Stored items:
══════════════════════════════

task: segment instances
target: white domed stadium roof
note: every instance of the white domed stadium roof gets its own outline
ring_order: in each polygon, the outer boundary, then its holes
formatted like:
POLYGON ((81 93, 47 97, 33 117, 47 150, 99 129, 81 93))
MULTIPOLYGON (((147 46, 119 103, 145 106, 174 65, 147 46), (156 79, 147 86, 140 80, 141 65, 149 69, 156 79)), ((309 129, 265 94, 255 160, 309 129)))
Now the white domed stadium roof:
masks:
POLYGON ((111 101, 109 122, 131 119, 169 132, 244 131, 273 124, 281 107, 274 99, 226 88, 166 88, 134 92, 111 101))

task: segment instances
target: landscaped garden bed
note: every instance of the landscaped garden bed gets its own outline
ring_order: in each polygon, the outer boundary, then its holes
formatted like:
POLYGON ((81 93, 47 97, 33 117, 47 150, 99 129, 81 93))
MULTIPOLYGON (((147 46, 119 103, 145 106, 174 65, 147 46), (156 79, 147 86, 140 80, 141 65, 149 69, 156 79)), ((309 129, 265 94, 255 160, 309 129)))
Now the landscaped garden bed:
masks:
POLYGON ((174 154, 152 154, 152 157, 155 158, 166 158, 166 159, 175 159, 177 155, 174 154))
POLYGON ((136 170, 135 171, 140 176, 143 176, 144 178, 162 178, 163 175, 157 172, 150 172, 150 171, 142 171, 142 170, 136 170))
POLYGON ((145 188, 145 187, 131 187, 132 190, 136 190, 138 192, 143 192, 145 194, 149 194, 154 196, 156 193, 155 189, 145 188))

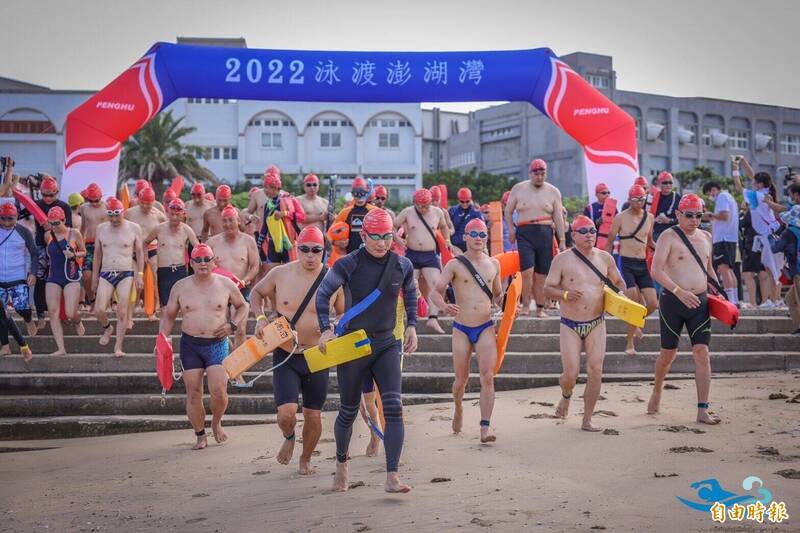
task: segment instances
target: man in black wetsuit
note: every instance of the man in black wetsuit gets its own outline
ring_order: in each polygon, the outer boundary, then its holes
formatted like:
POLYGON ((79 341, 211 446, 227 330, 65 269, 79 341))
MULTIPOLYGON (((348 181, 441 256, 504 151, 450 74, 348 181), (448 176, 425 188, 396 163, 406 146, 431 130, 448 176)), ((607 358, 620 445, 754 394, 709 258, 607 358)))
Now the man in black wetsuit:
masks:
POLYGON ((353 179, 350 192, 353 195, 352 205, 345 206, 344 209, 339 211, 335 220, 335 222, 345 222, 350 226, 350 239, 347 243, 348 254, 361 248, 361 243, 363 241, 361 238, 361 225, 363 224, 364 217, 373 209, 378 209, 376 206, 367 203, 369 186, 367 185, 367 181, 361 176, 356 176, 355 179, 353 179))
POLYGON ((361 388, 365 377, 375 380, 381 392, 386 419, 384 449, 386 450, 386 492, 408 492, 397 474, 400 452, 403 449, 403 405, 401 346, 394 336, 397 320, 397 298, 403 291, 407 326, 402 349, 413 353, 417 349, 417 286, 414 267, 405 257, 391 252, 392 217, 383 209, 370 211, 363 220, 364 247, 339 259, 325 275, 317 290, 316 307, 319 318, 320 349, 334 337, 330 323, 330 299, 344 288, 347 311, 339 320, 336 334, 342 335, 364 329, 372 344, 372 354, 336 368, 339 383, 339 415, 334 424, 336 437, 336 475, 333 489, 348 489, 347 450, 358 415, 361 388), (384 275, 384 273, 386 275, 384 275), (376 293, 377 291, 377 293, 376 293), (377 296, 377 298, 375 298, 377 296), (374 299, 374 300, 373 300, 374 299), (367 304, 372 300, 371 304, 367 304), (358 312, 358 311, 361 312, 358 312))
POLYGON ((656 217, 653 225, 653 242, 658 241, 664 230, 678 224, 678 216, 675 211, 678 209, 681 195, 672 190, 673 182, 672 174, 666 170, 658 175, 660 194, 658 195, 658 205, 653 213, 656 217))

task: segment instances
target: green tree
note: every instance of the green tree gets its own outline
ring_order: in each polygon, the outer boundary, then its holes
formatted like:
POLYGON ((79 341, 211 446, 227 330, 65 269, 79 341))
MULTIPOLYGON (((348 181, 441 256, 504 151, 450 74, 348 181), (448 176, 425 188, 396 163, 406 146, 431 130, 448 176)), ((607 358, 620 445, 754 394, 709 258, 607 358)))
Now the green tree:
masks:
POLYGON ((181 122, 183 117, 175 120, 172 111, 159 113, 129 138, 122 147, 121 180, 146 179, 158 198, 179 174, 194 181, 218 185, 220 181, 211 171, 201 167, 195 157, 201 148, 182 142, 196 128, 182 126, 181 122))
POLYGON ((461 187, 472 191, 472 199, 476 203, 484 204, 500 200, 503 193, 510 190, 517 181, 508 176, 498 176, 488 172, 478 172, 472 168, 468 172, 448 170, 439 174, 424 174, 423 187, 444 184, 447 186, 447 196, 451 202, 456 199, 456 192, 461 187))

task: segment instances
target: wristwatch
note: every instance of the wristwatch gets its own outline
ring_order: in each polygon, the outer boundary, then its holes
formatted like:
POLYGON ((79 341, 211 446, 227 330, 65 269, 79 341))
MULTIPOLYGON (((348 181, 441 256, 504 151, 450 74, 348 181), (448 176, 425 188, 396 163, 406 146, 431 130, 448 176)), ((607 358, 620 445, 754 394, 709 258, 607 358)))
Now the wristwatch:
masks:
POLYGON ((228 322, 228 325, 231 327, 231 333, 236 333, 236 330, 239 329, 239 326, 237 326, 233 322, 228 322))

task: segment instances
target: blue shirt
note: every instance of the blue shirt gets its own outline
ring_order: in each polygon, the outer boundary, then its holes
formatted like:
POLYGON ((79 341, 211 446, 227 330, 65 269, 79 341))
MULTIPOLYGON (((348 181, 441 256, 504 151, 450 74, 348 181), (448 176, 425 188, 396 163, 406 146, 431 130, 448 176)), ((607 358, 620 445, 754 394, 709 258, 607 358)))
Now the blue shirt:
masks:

══════════════════════════════

▶ Problem details: A single number is the expected answer: how many lines of the entries contain "every".

▶ Answer to this task: 6